Exercise task: Reproduce the whole listing, character for character.

(Point placement records)

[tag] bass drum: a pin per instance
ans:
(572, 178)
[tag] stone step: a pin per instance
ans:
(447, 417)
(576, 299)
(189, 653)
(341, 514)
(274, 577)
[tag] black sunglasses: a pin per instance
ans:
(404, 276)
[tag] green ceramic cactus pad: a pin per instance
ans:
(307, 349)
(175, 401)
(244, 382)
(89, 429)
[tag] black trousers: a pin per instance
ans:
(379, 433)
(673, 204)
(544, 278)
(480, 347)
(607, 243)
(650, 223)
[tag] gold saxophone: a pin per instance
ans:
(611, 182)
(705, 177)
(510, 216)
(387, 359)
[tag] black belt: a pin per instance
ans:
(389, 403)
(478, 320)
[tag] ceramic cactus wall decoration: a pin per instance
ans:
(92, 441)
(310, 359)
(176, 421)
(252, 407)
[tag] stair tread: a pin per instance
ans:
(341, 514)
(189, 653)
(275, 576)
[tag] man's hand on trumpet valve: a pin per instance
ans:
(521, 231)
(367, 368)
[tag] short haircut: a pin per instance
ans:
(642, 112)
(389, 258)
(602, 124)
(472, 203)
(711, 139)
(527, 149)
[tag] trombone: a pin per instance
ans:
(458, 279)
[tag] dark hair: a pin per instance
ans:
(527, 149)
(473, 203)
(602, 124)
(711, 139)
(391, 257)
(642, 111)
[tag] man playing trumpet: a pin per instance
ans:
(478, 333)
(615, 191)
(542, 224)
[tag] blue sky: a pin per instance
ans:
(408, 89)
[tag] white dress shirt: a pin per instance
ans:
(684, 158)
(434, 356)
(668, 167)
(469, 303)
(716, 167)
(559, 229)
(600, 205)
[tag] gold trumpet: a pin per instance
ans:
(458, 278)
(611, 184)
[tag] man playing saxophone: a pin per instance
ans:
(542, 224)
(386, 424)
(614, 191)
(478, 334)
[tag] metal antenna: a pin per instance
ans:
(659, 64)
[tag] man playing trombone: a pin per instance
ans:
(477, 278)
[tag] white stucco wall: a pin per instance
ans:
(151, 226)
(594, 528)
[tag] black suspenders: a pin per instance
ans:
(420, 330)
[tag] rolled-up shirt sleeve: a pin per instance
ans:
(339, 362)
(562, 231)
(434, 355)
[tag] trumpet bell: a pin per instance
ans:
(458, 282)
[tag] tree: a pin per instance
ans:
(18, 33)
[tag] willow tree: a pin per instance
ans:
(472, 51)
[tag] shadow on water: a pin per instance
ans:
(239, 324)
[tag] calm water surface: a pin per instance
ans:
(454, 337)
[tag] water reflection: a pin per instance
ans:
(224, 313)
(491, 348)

Solution for this task:
[tag] bass drum: a pin per instance
ans:
(572, 178)
[tag] stone step: a pin per instance
ans:
(447, 417)
(576, 299)
(189, 653)
(341, 514)
(274, 577)
[tag] black sunglasses: a pin per instance
ans:
(404, 276)
[tag] green ceramic cactus pad: a pin per instance
ans:
(307, 349)
(175, 401)
(244, 382)
(89, 429)
[tag] black trousers: a pin per instance
ans:
(379, 433)
(673, 204)
(544, 278)
(480, 347)
(607, 243)
(650, 223)
[tag] gold saxophone: a pin per instance
ans:
(611, 182)
(705, 177)
(510, 216)
(387, 359)
[tag] black belt: a pin per instance
ans:
(389, 403)
(478, 320)
[tag] ceramic cactus wall decoration: a pin per instance
ans:
(92, 441)
(310, 359)
(176, 421)
(252, 407)
[tag] stair tread: a pin per instance
ans:
(341, 514)
(189, 653)
(275, 576)
[tag] man's hand on trumpet valve: a pin per instance
ans:
(521, 231)
(367, 368)
[tag] short haircut: a pin per instance
ans:
(642, 112)
(389, 258)
(602, 124)
(472, 203)
(711, 139)
(527, 149)
[tag] trombone: a pin per instance
ans:
(458, 279)
[tag] dark hair: a pin per instance
ans:
(527, 149)
(473, 203)
(602, 124)
(711, 139)
(391, 257)
(642, 111)
[tag] man playing trumpet: a pin per instance
ans:
(478, 333)
(615, 191)
(542, 224)
[tag] blue sky: a pin per instance
ans:
(408, 89)
[tag] white dress shirt: a pin per instance
ans:
(684, 158)
(434, 356)
(668, 167)
(469, 303)
(716, 167)
(559, 229)
(600, 205)
[tag] gold trumpet: a pin per instance
ans:
(458, 278)
(611, 184)
[tag] man playing saxophone: a pin per instance
ans:
(542, 224)
(386, 424)
(614, 191)
(478, 334)
[tag] metal antenna: a pin per instance
ans:
(659, 64)
[tag] man playing trombone: a pin per instance
ans:
(477, 278)
[tag] white stucco wall: a pin per instance
ans:
(151, 226)
(594, 528)
[tag] black suspenders: a pin per instance
ans:
(420, 330)
[tag] rolled-up shirt sleeve: a pin per instance
ans:
(339, 362)
(562, 231)
(434, 355)
[tag] trumpet bell: a pin per instance
ans:
(458, 282)
[tag] tree: a pin per instance
ans:
(18, 33)
[tag] willow tree: a pin per instance
ans:
(472, 51)
[tag] shadow on water: a pin per instance
ans:
(239, 324)
[tag] calm water surface: a pin per instance
ans:
(454, 337)
[tag] water reflection: a pin per instance
ans:
(224, 313)
(491, 348)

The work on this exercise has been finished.